### Written task
Copy out the data below word for word, with every line kept as it appears. Omit the pictures from your answer.

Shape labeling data

^^^^^^^^

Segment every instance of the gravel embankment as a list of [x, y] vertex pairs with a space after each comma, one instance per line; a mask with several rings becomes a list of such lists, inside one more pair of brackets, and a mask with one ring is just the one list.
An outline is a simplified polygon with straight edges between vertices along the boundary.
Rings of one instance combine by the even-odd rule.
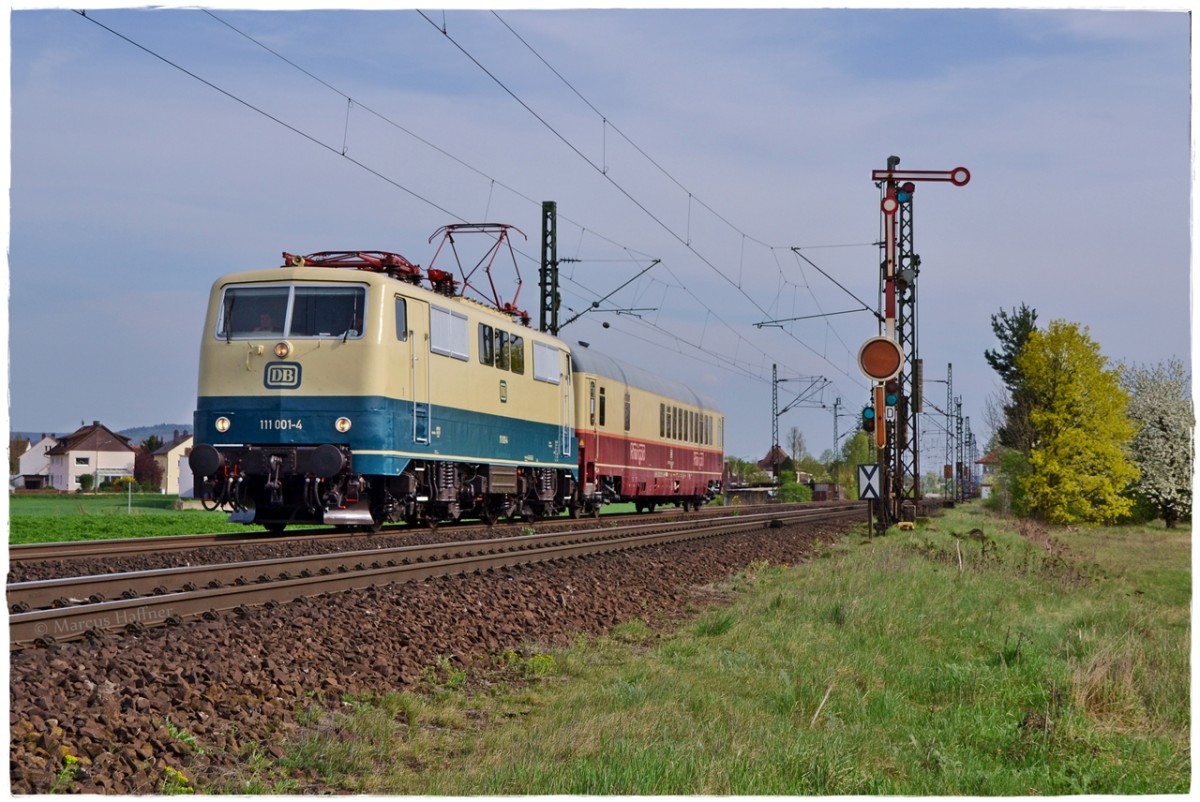
[[[634, 617], [670, 621], [710, 602], [704, 586], [758, 561], [803, 562], [816, 540], [848, 526], [763, 528], [389, 585], [13, 653], [12, 791], [50, 791], [67, 755], [78, 760], [73, 791], [158, 792], [168, 767], [203, 788], [235, 772], [251, 746], [281, 755], [278, 744], [299, 726], [294, 711], [312, 693], [412, 688], [442, 657], [467, 668], [506, 648], [568, 645]], [[241, 550], [235, 558], [248, 557]]]

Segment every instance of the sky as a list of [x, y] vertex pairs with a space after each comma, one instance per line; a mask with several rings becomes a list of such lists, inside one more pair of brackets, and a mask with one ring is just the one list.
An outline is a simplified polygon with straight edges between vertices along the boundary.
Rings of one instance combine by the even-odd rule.
[[6, 20], [11, 430], [190, 424], [212, 282], [283, 251], [427, 267], [442, 226], [508, 223], [536, 325], [554, 200], [564, 340], [712, 396], [745, 459], [774, 370], [820, 456], [868, 400], [889, 156], [971, 173], [918, 186], [913, 245], [925, 397], [949, 367], [980, 455], [1001, 310], [1192, 361], [1181, 11], [224, 5]]

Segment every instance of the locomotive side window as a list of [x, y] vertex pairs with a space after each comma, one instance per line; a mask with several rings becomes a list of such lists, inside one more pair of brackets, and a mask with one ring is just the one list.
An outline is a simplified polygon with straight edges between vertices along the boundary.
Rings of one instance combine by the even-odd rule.
[[462, 312], [430, 306], [430, 351], [444, 357], [467, 360], [470, 324]]
[[479, 324], [479, 361], [484, 365], [496, 364], [496, 351], [493, 349], [492, 327]]
[[509, 333], [499, 329], [496, 330], [496, 366], [509, 369]]
[[509, 340], [509, 351], [512, 353], [511, 370], [514, 373], [524, 373], [524, 337], [514, 334]]
[[408, 301], [396, 295], [396, 340], [408, 341]]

^^^^^^^^

### Exercise answer
Segment every instance of the gravel embankment as a list of [x, y] vertex pairs with a space after each comma, one instance per line; a mask with several rings becomes a list of such lists, inside one more pair of brackets, and a mask with one ring is just the one list.
An outline is a simplified polygon with straight edges between vertices along the boundary.
Rings of one instance combine by the even-odd rule.
[[[634, 617], [670, 621], [710, 602], [704, 586], [758, 561], [803, 562], [816, 540], [848, 526], [763, 528], [389, 585], [13, 653], [12, 791], [50, 791], [67, 755], [78, 760], [73, 791], [158, 792], [168, 767], [203, 788], [235, 772], [251, 746], [281, 755], [278, 744], [299, 726], [294, 711], [312, 693], [412, 688], [442, 657], [467, 668], [506, 648], [568, 645]], [[241, 550], [235, 558], [248, 557]]]

Segment every instance of the sky as a list of [x, y] vertex pairs with a space after each comma, one instance per line; a mask with several rings becomes a list of such lists, inside one more pair of brackets, and a mask with one ring is just the one list.
An outline is a simplified polygon with straight edges between vertices along the boundary.
Rings of one instance combine by the even-odd rule.
[[6, 20], [11, 430], [190, 424], [212, 282], [283, 251], [427, 267], [442, 226], [508, 223], [536, 325], [554, 200], [564, 340], [712, 396], [745, 459], [774, 370], [820, 456], [868, 400], [889, 156], [971, 173], [918, 186], [913, 245], [925, 397], [949, 367], [980, 455], [1001, 310], [1192, 361], [1181, 11], [224, 5]]

Segment every instance of the locomotive side window as a list of [x, y] vertex pairs with a space after each comma, one instance per line; a mask with several rings becomes a list of such lists, inside one more pair of brackets, and a mask with one ring is just the one list.
An outline is a simplified polygon with straight edges between vertices along the boundary.
Rings of one instance combine by the even-odd rule.
[[462, 312], [430, 306], [430, 351], [444, 357], [467, 360], [470, 324]]
[[479, 324], [479, 361], [484, 365], [496, 364], [496, 351], [493, 349], [492, 327]]
[[509, 333], [499, 329], [496, 330], [496, 366], [509, 369]]
[[509, 340], [509, 351], [512, 353], [511, 370], [514, 373], [524, 373], [524, 337], [514, 334]]
[[408, 301], [396, 295], [396, 340], [408, 341]]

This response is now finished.